::: SOURCE EXCERPT :::

Hello, Can I come please? I'll give you some NMT, thanks!


----------



## allainah (May 2, 2020)

Could I come if you're still doing this?? I can bring a NMT per visit


----------



## strawberrymilky (May 2, 2020)

Hi, is this still going?


----------



## ProfessorMiku (May 2, 2020)

If still going I'd love to come with a NMT!


----------



## soomi (May 2, 2020)

Could I come please?  Just one trip!


----------



## matt2019 (May 2, 2020)

Sorry everyone! I let some people in but then had to close due to real life commitments. I plan on reopening shortly and will post a new thread


----------



## KingPandazix (May 2, 2020)

Arr you still open i gotta make two trips


----------



## MaryBokChoy (May 2, 2020)

Hi! Are you still open? I would love to make 1 trip for a NMT. Thanks!


----------



## Cosmic (May 3, 2020)

Is this still available?


----------



## ConspicuousApocalypse (May 3, 2020)

Are these still open, and can I come over to sell?


----------



## mmconstance_ (May 3, 2020)

Can I still come if you’re open?


----------



## Catto (May 3, 2020)

I would like to take 2 trips please!


----------



## Leen (May 3, 2020)

Is this still available? Would love to sell. NMT for the trouble.


----------



## idkidkidk (May 3, 2020)

If you're still open, can I come please? I could do 2 NMT for 2 trips.


----------



## Alita89 (May 3, 2020)

Would like to come for one trip if your still open .


----------



## Pastrulio (May 3, 2020)

May i still go!


----------



## Blondiexo (May 3, 2020)

I would be interested if that’s okay


----------

::: PROVIDED RECORDS :::

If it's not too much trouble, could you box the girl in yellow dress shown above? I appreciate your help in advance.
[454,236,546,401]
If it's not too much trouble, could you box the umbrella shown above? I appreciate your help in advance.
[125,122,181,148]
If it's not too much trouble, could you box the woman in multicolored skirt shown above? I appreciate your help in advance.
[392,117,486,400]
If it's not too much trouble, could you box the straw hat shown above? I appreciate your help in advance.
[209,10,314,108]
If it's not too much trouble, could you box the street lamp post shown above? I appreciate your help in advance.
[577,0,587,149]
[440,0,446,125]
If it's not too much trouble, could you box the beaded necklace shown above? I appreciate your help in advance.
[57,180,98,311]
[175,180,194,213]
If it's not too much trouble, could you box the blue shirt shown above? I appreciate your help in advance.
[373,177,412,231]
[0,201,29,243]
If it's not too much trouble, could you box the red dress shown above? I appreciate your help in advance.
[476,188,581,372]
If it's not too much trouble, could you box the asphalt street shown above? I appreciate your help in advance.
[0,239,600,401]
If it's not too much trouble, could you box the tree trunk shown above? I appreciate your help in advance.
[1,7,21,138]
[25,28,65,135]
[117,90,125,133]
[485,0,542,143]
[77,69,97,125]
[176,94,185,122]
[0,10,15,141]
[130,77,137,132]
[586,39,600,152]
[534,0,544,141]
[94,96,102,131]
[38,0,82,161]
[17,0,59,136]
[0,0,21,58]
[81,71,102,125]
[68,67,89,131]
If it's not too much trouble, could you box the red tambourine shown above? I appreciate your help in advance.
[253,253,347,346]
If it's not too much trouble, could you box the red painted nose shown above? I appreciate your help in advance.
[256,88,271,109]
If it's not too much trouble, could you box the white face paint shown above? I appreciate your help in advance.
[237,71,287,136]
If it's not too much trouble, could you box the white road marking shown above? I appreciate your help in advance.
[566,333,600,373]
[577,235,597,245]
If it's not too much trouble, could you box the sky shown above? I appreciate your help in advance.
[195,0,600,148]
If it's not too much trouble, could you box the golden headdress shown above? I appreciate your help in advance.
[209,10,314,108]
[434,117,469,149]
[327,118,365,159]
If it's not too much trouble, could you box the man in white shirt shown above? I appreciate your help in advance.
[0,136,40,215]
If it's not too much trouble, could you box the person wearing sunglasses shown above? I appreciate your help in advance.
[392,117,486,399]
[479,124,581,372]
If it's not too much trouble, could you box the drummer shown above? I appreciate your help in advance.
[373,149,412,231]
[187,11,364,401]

:::

*GIVEN PROBLEM A*. List the usernames of everyone whose post in the forum thread is dated May 2, 2020.
*GIVEN PROBLEM B*. According to the forum thread, why did matt2019 have to close?
Rely only on the forum thread, not the records.

*FULL RESPONSE A*. allainah, strawberrymilky, ProfessorMiku, soomi, matt2019, KingPandazix, MaryBokChoy

*FULL RESPONSE B*. matt2019 had to close due to real life commitments.